**ASSIGNMENT:** Line by line, restate the material exactly.

_ _ _ _

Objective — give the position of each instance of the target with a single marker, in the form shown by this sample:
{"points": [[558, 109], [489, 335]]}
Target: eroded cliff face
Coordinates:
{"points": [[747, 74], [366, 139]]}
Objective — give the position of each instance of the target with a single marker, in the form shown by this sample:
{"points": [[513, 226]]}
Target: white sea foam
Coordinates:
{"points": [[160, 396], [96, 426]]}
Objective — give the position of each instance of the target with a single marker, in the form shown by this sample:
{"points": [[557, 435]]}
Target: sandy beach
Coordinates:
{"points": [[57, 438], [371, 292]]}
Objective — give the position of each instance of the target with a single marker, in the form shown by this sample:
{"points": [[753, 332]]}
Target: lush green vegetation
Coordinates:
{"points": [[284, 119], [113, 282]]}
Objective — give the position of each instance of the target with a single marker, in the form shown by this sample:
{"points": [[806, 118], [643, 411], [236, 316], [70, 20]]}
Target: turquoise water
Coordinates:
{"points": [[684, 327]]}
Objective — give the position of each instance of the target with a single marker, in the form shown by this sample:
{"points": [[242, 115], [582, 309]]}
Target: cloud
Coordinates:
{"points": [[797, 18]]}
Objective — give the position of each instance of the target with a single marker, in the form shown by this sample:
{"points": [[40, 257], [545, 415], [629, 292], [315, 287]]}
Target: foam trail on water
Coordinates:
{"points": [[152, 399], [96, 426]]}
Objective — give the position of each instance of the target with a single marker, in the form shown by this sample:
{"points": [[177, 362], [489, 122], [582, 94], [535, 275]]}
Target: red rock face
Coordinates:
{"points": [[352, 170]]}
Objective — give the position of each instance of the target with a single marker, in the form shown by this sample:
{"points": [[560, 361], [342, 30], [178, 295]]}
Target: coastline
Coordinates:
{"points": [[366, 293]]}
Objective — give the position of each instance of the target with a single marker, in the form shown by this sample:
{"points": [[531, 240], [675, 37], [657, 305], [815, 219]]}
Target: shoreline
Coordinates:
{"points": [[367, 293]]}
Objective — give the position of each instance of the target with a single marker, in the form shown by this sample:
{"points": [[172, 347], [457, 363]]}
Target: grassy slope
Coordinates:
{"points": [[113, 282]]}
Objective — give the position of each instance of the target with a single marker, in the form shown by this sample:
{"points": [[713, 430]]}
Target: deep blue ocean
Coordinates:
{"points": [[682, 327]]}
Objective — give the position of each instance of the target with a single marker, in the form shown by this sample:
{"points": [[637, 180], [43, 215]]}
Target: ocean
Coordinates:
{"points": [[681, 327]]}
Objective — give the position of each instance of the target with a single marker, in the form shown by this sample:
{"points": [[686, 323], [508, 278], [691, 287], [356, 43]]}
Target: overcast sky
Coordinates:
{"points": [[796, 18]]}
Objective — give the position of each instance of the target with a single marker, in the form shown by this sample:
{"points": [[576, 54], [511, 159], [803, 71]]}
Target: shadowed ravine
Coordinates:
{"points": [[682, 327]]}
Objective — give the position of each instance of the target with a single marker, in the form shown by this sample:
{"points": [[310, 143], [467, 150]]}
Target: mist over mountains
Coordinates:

_ _ _ _

**RESPONSE TO THE TASK:**
Objective — give the position of each instance of the target with a single marker, in the form shown by this sample:
{"points": [[558, 109], [489, 335]]}
Target: eroded cliff face
Coordinates:
{"points": [[747, 74], [366, 139]]}
Objective — give the position of each instance of the target with a single marker, in the form shown by this sample:
{"points": [[513, 226]]}
Target: white sea foam
Coordinates:
{"points": [[160, 396], [96, 426]]}
Objective — give the position of each instance of the target with a single marker, in the form shown by this sample:
{"points": [[557, 435]]}
Target: sandy beach
Coordinates:
{"points": [[57, 438], [371, 292]]}
Objective — give the position of each instance of the target with a single marker, in the form shown by this sample:
{"points": [[753, 332]]}
Target: lush green vegetation
Coordinates:
{"points": [[284, 119], [113, 282]]}
Objective — give the position of each instance of the target with a single marker, in the form shown by this sample:
{"points": [[806, 118], [643, 411], [236, 316], [70, 20]]}
Target: turquoise water
Coordinates:
{"points": [[684, 327]]}
Objective — give the position of each instance of the target with a single marker, in the form shown by this sample:
{"points": [[242, 115], [582, 309]]}
Target: cloud
Coordinates:
{"points": [[797, 18]]}
Objective — give the position of each instance of the target with a single marker, in the form shown by this sample:
{"points": [[40, 257], [545, 415], [629, 292], [315, 287]]}
Target: foam trail on water
Coordinates:
{"points": [[152, 399], [96, 426]]}
Objective — give the position of each instance of the target with a single marker, in the form shown by this sample:
{"points": [[177, 362], [489, 122], [582, 94], [535, 275]]}
Target: red rock face
Coordinates:
{"points": [[352, 170]]}
Objective — give the position of each instance of the target with a single marker, in the form shown by this sample:
{"points": [[560, 361], [342, 30], [178, 295]]}
Target: coastline
Coordinates:
{"points": [[366, 293]]}
Objective — give the position of each instance of the target with a single marker, in the form shown by this sample:
{"points": [[531, 240], [675, 37], [657, 305], [815, 219]]}
Target: shoreline
Coordinates:
{"points": [[367, 293]]}
Objective — give the position of each instance of the target with a single marker, in the form shown by this sample:
{"points": [[172, 347], [457, 363]]}
Target: grassy slope
Coordinates:
{"points": [[113, 282]]}
Objective — give the position of each instance of the target with a single marker, in the form shown by this sample:
{"points": [[713, 430]]}
Target: deep blue ocean
Coordinates:
{"points": [[682, 327]]}
Objective — give the position of each instance of the target with a single marker, in the form shown by this sample:
{"points": [[637, 180], [43, 215]]}
Target: ocean
Coordinates:
{"points": [[681, 327]]}
Objective — give the position of each instance of the target with a single marker, in the form shown by this sample:
{"points": [[686, 323], [508, 278], [691, 287], [356, 43]]}
Target: overcast sky
Coordinates:
{"points": [[796, 18]]}
Objective — give the position of each instance of the target with a single marker, in the form shown by this sample:
{"points": [[576, 54], [511, 159], [803, 71]]}
Target: shadowed ravine
Coordinates:
{"points": [[682, 327]]}
Objective — give the position of each instance of the target with a single marker, in the form shown by this sample:
{"points": [[310, 143], [467, 150]]}
Target: mist over mountains
Coordinates:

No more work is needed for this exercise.